Given instruction: Copy the items below word for word, beginning at the line containing "For each instance of the church entrance" and continuing through the line containing "(1156, 318)", including both of those lines.

Excerpts from a point labeling dataset
----------
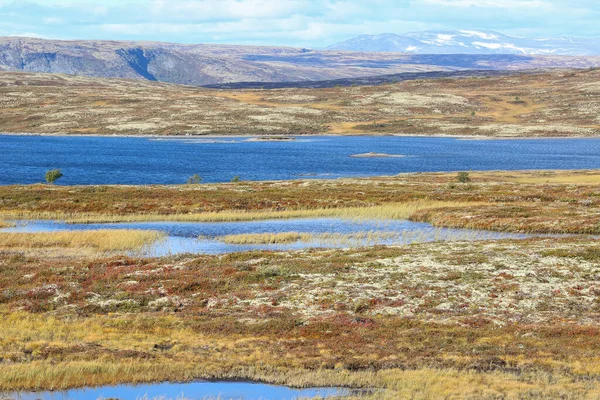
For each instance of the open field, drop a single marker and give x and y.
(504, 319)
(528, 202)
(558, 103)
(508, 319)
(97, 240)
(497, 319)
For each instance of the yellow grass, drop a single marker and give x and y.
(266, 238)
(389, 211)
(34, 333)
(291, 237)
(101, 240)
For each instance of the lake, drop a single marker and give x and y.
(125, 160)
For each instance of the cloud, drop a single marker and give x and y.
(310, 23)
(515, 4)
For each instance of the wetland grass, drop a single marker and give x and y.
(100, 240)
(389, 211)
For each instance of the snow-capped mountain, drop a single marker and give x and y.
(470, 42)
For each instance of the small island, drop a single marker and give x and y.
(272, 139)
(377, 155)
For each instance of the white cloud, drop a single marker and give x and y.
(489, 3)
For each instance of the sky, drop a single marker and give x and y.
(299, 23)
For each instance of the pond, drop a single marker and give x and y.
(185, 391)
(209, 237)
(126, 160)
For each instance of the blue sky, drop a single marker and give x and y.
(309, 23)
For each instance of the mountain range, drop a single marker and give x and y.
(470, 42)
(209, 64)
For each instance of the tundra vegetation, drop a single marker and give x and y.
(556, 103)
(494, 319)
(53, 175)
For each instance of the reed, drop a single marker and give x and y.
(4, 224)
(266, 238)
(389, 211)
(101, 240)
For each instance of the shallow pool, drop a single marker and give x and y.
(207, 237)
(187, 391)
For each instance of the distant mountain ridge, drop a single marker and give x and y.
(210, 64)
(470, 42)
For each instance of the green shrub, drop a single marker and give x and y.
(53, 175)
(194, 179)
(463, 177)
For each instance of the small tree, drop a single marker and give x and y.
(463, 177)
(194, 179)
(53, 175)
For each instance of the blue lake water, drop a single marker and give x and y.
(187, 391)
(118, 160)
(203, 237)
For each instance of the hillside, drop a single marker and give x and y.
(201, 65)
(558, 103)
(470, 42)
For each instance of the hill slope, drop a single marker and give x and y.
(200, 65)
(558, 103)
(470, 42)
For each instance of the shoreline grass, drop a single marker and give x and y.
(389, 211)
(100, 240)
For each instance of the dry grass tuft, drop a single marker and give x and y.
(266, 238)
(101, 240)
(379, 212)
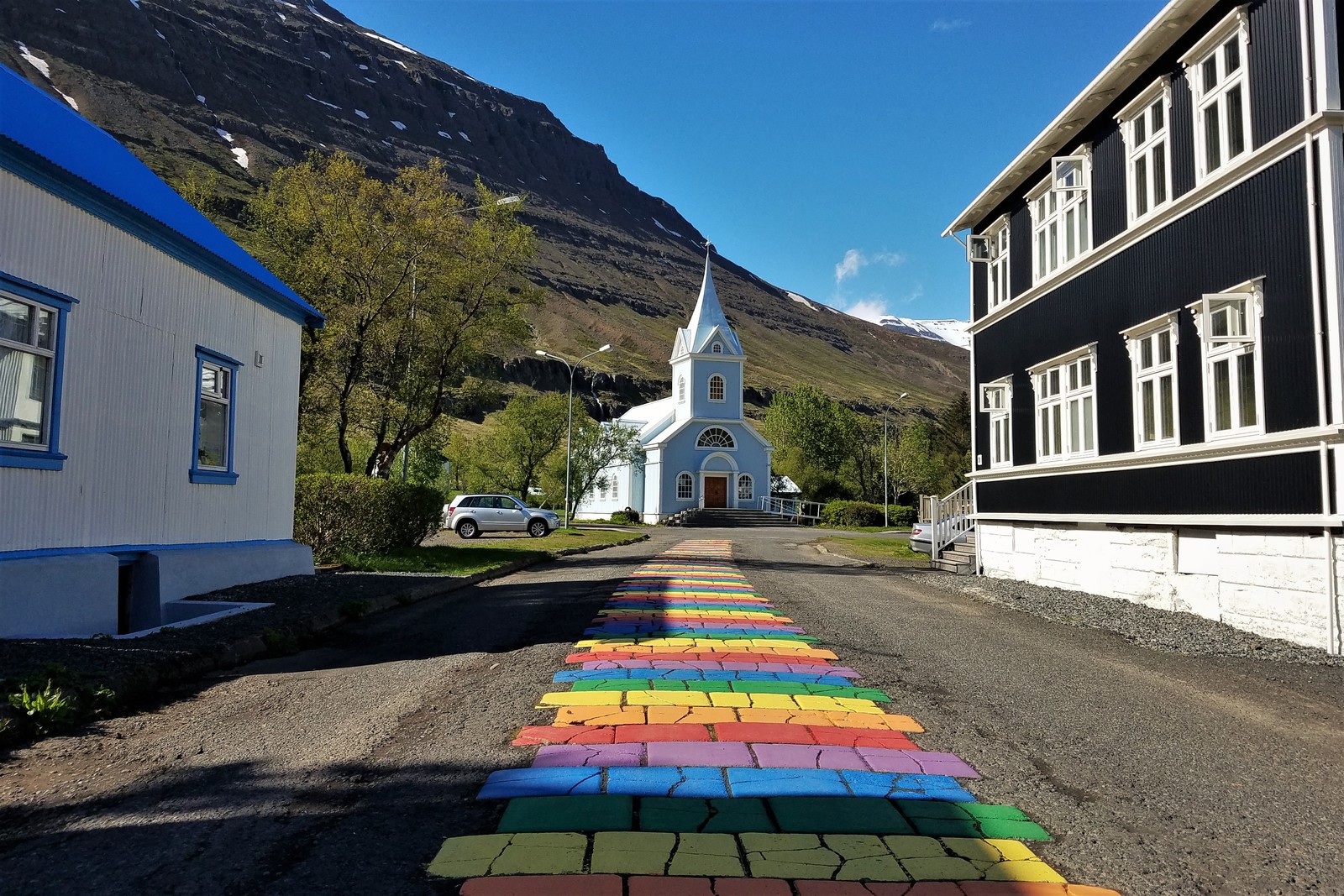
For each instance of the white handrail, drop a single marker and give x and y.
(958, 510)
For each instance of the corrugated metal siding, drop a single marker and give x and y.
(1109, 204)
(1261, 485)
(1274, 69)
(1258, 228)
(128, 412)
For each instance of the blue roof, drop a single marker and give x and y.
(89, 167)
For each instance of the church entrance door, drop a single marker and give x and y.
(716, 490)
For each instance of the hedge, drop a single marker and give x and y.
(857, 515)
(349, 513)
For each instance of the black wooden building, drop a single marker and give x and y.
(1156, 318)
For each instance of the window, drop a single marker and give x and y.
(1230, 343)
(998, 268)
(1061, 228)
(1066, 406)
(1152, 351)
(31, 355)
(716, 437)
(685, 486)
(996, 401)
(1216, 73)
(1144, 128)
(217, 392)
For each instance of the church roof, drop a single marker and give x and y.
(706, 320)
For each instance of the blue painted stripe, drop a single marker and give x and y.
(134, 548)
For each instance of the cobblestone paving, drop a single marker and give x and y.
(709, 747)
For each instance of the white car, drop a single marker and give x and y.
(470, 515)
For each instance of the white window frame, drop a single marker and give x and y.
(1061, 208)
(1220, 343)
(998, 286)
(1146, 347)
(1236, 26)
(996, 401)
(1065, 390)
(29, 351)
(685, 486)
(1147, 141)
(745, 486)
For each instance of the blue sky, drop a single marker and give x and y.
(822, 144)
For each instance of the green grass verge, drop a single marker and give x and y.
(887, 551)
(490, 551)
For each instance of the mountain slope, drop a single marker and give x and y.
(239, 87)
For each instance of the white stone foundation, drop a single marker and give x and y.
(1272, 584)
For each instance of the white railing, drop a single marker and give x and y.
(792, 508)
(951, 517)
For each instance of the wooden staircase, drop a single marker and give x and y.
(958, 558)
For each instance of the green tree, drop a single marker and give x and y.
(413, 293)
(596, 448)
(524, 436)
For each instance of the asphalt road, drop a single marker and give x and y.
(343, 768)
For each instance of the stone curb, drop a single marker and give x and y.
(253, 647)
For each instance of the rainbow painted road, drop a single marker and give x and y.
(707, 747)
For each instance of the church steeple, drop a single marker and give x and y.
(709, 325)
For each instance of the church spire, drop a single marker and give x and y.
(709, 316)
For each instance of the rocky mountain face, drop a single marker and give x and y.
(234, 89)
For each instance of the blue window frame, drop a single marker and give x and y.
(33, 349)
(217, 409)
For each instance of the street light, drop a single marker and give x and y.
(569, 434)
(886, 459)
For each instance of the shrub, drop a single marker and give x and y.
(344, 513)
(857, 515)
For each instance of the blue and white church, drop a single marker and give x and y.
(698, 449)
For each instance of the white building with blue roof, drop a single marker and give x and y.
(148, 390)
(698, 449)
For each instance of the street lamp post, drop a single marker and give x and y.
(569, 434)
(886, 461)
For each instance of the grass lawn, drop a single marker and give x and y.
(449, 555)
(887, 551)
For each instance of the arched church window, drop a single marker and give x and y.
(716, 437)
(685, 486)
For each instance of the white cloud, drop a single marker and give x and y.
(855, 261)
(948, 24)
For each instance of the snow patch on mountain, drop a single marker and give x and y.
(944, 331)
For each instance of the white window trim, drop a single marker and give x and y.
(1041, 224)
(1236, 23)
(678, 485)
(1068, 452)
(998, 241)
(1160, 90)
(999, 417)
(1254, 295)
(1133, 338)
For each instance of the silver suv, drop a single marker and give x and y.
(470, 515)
----------
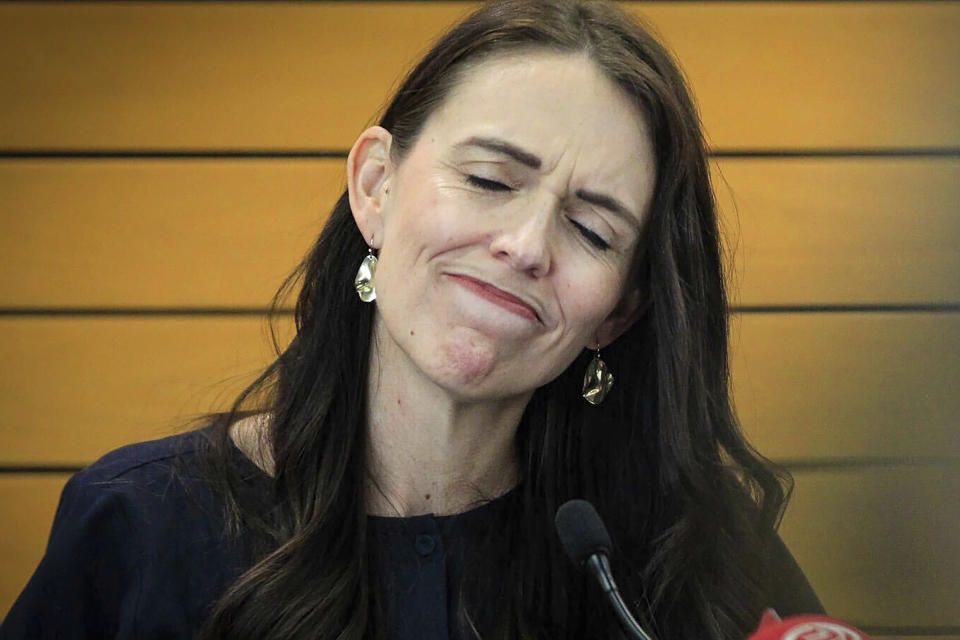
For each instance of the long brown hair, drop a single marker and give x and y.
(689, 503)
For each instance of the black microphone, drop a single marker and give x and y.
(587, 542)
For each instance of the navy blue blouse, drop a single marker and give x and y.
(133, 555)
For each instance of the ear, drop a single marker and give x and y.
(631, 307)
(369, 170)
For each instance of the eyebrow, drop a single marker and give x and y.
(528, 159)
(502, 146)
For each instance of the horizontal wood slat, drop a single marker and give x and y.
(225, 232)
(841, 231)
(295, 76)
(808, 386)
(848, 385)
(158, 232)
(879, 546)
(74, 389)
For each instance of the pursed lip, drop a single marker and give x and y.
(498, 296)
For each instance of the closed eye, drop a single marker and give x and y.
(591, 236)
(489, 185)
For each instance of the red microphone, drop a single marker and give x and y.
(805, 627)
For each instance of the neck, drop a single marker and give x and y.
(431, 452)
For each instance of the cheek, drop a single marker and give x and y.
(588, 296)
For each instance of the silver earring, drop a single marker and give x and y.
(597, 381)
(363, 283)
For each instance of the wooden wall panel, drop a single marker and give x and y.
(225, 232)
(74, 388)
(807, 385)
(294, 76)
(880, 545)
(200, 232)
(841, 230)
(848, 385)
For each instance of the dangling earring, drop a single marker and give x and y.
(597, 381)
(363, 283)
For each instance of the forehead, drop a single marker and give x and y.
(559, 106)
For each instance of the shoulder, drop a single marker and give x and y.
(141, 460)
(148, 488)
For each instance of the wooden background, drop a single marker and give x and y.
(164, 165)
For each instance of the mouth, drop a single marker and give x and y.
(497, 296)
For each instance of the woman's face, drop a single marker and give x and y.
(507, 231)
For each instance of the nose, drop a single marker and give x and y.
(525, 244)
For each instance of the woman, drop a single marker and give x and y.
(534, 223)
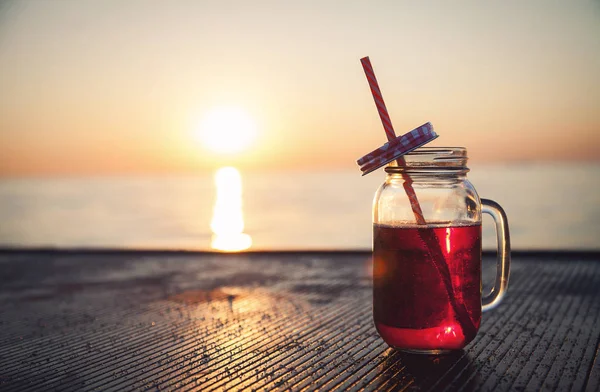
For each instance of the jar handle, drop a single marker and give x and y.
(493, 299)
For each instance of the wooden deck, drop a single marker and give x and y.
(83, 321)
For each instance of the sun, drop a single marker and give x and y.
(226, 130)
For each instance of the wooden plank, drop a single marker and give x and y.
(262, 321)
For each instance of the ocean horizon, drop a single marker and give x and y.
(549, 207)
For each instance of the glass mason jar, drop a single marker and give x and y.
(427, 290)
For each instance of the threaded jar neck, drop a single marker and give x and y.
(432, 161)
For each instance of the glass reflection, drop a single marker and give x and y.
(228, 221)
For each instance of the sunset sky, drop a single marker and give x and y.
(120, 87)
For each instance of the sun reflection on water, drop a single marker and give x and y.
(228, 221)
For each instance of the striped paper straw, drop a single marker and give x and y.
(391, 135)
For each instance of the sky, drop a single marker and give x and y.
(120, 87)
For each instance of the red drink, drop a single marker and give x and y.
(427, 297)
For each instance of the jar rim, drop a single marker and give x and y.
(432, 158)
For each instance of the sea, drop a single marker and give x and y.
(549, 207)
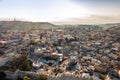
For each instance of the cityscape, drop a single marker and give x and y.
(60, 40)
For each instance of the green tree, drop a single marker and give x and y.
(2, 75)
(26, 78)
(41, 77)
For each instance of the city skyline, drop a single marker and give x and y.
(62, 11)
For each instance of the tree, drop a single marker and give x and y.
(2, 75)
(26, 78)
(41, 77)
----------
Solution for this task:
For each instance of the church entrance door, drop a single marker and give x and y.
(716, 490)
For each instance of the hedge, drop a single marker and give x and y.
(857, 515)
(349, 513)
For each instance of the black wooden building, drop a single marker and give x and y.
(1156, 318)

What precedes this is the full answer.